[Begin Provided records]

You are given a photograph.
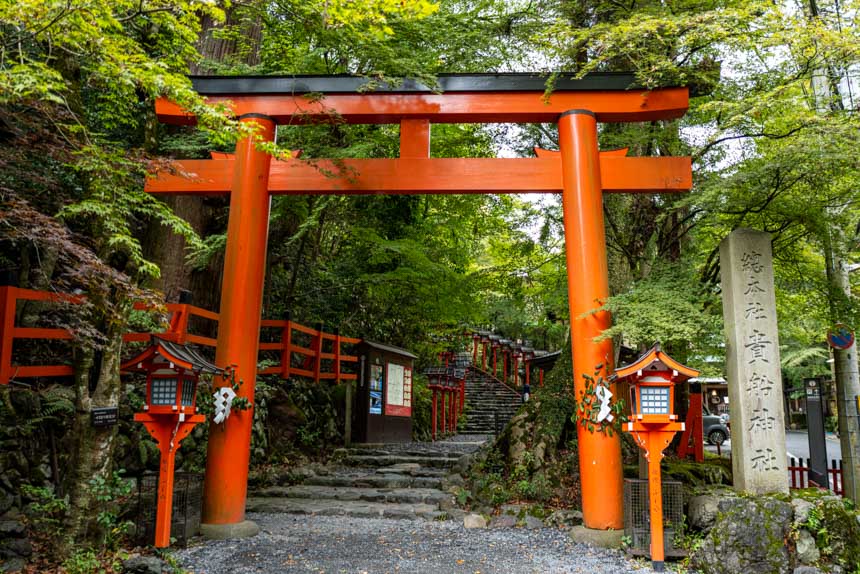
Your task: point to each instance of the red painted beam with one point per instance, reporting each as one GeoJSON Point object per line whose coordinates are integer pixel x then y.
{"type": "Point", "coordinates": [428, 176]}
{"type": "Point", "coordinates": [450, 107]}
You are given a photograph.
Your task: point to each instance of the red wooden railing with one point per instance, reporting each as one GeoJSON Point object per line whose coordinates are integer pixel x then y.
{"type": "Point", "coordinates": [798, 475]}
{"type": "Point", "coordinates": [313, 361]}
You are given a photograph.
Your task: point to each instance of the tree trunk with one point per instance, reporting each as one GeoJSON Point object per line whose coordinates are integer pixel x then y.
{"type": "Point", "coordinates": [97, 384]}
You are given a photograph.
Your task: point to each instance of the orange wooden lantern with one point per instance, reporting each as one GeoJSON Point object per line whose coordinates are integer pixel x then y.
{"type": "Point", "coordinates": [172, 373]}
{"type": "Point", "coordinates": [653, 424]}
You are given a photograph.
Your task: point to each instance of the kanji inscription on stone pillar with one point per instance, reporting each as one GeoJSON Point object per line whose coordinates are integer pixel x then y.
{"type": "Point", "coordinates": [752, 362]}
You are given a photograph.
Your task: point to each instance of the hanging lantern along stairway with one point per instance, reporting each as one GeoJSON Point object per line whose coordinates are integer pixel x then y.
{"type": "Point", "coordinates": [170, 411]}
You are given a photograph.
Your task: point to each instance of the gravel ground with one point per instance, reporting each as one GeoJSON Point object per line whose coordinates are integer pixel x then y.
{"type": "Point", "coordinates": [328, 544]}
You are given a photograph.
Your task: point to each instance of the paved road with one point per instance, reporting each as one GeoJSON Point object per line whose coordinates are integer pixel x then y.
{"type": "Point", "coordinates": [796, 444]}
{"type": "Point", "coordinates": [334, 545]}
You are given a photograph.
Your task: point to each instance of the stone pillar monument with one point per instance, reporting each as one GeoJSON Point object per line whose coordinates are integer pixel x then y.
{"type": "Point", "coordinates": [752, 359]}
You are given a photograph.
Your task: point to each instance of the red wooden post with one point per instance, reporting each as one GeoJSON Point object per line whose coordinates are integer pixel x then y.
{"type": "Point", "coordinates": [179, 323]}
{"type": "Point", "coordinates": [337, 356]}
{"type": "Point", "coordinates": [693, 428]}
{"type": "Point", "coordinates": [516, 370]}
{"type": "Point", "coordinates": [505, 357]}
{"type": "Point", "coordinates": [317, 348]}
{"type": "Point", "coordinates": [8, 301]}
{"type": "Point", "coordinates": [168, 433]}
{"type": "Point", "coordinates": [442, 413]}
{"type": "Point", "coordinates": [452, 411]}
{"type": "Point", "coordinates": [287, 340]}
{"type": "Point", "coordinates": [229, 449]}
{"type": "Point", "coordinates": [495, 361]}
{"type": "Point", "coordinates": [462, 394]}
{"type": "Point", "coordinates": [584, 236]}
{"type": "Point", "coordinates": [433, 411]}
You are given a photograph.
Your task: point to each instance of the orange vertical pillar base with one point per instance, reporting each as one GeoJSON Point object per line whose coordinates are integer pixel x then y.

[End Provided records]
[Begin Provided records]

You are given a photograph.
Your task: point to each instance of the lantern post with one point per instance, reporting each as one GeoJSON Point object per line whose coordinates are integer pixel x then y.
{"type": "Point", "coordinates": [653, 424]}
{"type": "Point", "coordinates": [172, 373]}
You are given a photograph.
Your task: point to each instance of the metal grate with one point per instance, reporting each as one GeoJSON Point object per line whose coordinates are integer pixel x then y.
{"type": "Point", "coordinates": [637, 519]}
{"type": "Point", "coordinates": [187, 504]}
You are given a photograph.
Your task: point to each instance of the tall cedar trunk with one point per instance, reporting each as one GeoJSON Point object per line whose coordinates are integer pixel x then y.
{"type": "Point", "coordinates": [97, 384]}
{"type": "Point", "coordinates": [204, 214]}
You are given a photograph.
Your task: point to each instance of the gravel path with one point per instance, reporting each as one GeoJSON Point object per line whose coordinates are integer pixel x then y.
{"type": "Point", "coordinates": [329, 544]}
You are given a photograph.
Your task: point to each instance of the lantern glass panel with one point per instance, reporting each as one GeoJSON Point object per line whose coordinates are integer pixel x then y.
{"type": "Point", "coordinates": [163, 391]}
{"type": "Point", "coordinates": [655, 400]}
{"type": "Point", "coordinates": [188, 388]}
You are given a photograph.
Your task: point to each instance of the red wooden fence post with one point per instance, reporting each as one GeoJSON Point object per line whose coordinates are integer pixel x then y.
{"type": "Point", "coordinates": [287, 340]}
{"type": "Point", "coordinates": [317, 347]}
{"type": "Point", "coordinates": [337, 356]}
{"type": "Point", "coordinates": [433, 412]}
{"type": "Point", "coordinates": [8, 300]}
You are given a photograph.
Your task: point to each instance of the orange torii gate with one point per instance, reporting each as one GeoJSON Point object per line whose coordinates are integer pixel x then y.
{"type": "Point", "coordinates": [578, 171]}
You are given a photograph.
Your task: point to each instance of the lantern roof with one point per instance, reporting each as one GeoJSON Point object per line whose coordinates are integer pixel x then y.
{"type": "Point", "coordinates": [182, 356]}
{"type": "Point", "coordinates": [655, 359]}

[End Provided records]

» **Exercise details**: Collect every line in the rows above that contains the word "gravel", and copy each one unchanged.

» **The solution**:
Your task: point to each instance of the gravel ground with one point per instance, reporting each as one GeoJSON Point object per line whose coordinates are integer pixel x then y.
Your task: point to each instance of the gravel path with one point per instance, reporting each as one GeoJSON Point object per line whose coordinates are integer pixel x then y.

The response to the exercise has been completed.